-- BEGIN Source material --

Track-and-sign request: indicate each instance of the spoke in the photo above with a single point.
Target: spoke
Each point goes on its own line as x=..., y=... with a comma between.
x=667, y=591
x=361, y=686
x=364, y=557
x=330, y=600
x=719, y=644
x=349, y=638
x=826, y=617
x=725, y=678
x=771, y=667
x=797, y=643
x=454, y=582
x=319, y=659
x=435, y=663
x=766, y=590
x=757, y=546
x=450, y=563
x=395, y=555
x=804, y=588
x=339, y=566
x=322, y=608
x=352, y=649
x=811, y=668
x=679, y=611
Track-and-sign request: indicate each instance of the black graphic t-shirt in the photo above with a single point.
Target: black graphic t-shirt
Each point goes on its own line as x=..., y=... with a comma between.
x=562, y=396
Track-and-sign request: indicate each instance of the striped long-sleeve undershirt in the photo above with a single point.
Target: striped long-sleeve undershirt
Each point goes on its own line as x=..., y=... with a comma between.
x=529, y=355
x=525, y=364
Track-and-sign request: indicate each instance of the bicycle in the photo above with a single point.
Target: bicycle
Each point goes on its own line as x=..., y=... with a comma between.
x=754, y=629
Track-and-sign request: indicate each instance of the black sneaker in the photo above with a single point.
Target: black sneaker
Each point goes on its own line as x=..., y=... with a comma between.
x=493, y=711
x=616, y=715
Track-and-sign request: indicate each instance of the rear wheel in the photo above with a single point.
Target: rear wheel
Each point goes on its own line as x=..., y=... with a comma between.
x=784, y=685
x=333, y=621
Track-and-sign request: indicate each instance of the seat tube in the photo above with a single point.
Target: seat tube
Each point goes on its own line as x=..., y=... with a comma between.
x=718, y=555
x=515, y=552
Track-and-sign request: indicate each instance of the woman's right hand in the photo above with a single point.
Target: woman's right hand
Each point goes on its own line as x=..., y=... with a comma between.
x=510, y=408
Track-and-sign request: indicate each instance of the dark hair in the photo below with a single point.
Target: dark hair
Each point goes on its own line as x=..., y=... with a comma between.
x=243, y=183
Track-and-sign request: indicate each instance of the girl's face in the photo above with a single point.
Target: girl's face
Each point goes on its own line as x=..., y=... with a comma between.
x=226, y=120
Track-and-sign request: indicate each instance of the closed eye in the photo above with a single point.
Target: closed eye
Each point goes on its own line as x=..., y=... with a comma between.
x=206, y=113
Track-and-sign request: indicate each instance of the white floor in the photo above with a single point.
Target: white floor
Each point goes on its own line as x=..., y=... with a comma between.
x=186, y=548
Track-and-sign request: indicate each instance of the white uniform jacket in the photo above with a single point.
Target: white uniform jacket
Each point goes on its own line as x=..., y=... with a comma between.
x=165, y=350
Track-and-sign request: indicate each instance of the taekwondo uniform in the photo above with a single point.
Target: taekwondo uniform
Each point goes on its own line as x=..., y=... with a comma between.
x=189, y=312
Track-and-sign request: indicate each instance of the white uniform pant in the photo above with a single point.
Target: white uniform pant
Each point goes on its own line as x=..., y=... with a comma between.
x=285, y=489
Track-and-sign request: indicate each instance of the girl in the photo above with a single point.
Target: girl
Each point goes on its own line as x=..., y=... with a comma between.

-- END Source material --

* Brief *
Please repeat every line of the entries above, word for word and in the same order.

* Complete output *
Track-and-sign request: indicate each instance of the spoke in the photo above with a single point.
Target: spoke
Each point goes on its own line as x=..., y=... with a comma between.
x=667, y=591
x=361, y=686
x=364, y=557
x=330, y=600
x=719, y=644
x=349, y=638
x=826, y=617
x=725, y=678
x=771, y=667
x=797, y=643
x=454, y=582
x=319, y=659
x=435, y=663
x=766, y=590
x=757, y=546
x=450, y=563
x=395, y=555
x=804, y=588
x=339, y=566
x=322, y=608
x=352, y=649
x=811, y=668
x=679, y=611
Track-and-sign request: indicate each instance of the black graphic t-shirt in the photo above with a single point.
Target: black graphic t-shirt
Each point goes on its own line as x=..., y=... with a comma between.
x=562, y=396
Track-and-sign request: indicate each instance of the striped long-sleeve undershirt in the photo above with a single point.
Target: striped long-sleeve undershirt
Each point goes on its own line as x=..., y=... with a comma between.
x=529, y=355
x=525, y=364
Track-and-sign request: indicate each instance of the bicycle in the photo above with a single point.
Target: bicycle
Each point goes on its own line as x=..., y=... with a comma between.
x=754, y=629
Track-and-sign request: indicate each instance of the black sneaker in the photo above with a single point.
Target: black sneaker
Each point goes on its own line as x=..., y=... with a comma between.
x=493, y=711
x=616, y=715
Track-and-sign request: indicate each instance of the rear wheel in the photo above with a single point.
Target: rear wheel
Each point goes on its own line as x=..., y=... with a comma between.
x=784, y=685
x=333, y=621
Track-and-sign request: indicate each instance of the seat tube in the photo above with a single point.
Target: seat tube
Each point goes on its own line as x=..., y=... with a comma between.
x=718, y=555
x=515, y=552
Track-and-sign request: indicate each instance of the woman's right hand in the photo above with a single point.
Target: woman's right hand
Each point goes on its own line as x=..., y=... with a comma between.
x=510, y=408
Track-and-sign request: indicate each instance of the dark hair in the photo below with a single point.
Target: dark hair
Each point goes on its own line as x=..., y=... with a comma between.
x=243, y=183
Track-and-sign request: indicate each instance of the girl's face in the photo above with a single point.
Target: girl's face
Each point goes on its own line as x=..., y=... with a comma between.
x=226, y=120
Track-and-sign request: indicate each instance of the closed eye in the photo above with a single point.
Target: closed eye
Each point goes on its own line as x=..., y=... with a comma between.
x=206, y=113
Track-and-sign request: indicate each instance of the white floor in the photo above with a single point.
Target: white floor
Each point goes on its own line as x=..., y=... with a comma between.
x=186, y=548
Track-and-sign request: indicate each instance of the white uniform jacket in the photo above with a single point.
Target: white uniform jacket
Each point goes on its own line as x=..., y=... with a comma between.
x=165, y=350
Track-and-sign request: indicate each instance of the taekwondo uniform in the photo above with a single point.
Target: taekwondo uniform
Each point goes on its own line as x=..., y=... with a comma between.
x=189, y=312
Track-and-sign request: indicate each instance of the white uniform pant in the photo above with a single point.
Target: white uniform pant
Each point goes on its own line as x=..., y=... with a comma between.
x=285, y=489
Track-and-sign request: indicate each instance of the girl in the photo above with a single point.
Target: girl
Each point goes on its own line as x=..., y=... with a comma between.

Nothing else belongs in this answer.